(Records from a collection)
== == ==

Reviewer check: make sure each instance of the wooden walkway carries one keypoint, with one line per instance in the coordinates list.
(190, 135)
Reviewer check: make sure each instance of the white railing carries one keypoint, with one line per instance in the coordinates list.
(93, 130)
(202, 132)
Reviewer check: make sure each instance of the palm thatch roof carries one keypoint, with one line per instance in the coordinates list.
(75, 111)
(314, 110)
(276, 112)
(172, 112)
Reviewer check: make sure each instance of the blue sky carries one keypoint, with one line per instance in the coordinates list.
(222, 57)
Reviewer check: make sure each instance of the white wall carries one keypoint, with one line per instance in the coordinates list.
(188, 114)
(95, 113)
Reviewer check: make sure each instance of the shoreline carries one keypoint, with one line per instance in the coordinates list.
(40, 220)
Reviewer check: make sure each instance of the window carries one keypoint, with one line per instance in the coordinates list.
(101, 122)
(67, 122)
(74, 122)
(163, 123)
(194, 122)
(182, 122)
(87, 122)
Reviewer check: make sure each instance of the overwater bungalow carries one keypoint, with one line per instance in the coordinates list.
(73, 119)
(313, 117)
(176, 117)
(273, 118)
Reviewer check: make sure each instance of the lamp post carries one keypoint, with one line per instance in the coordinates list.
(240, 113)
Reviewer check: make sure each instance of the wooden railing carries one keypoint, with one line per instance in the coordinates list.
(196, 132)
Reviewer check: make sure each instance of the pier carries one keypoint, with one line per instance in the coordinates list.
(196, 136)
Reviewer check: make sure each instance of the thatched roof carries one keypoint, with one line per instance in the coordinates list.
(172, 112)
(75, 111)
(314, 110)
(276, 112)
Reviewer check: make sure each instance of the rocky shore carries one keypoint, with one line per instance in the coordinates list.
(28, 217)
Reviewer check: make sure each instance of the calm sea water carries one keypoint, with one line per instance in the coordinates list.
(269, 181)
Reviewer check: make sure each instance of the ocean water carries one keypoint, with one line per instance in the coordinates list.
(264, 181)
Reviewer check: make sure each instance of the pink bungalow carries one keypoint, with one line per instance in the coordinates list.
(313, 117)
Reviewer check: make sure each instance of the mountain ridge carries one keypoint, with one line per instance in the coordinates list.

== == ==

**BRIEF:** Restate all entries above verbatim.

**TASK OUTPUT:**
Reviewer check: make sure each instance of the wooden walkway carries one keypoint, with one line per instance in the coordinates list.
(190, 135)
Reviewer check: make sure each instance of the white railing carries one keypoint, with one line per instance in the coordinates list.
(93, 130)
(202, 132)
Reviewer check: make sure each instance of the palm thatch roof carries one keypoint, with one line per instance in the coordinates list.
(75, 111)
(314, 110)
(276, 112)
(172, 112)
Reviewer check: make sure each instance of the blue sky carries one keypoint, with one line per instance in the coordinates list.
(222, 57)
Reviewer check: make sure each instance of the white wall carries one keypoint, with one line per instance in the coordinates list.
(188, 114)
(95, 113)
Reviewer check: make sure each instance of the shoreline carries one keypoint, with one line per instance in the coordinates list.
(40, 220)
Reviewer check: make sure each instance of the window carries one keypoint, with one line per instance in the coordinates list.
(101, 122)
(67, 122)
(74, 122)
(163, 123)
(194, 122)
(182, 122)
(87, 122)
Reviewer check: make sure each instance of the overwater bungalow carries one keypoint, with one line per instance in the coordinates list.
(73, 119)
(313, 117)
(176, 117)
(273, 118)
Reviewer check: make sure each instance of the lamp post carries one keypoint, with one line per instance in the coordinates list.
(240, 113)
Reviewer check: make sure each instance of the wooden railing carries one keypoint, with one line per instance in the coordinates list.
(196, 132)
Reviewer check: make sure each instance of the pier carries one keypoint, with one line per instance in the coordinates list.
(196, 136)
Reviewer check: make sure each instance of the thatched roof carries one keypoint, with one line per instance in the coordinates list.
(172, 112)
(75, 111)
(314, 110)
(276, 112)
Reviewer check: make sure each instance of the rocky shore carries one keypoint, with one line per instance in the coordinates list.
(28, 217)
Reviewer check: make sure each instance of the calm sea water carries one keypoint, with one line per instance in the coordinates list.
(269, 181)
Reviewer check: make sure each instance of the ocean water carries one keypoint, with one line per instance in the coordinates list.
(264, 181)
Reviewer check: make sure each instance of the pink bungalow carries one keypoint, with one line per instance in the coordinates list.
(313, 117)
Reviewer check: make sure each instance of the mountain ridge carries one keypoint, with one line per instance in the coordinates list.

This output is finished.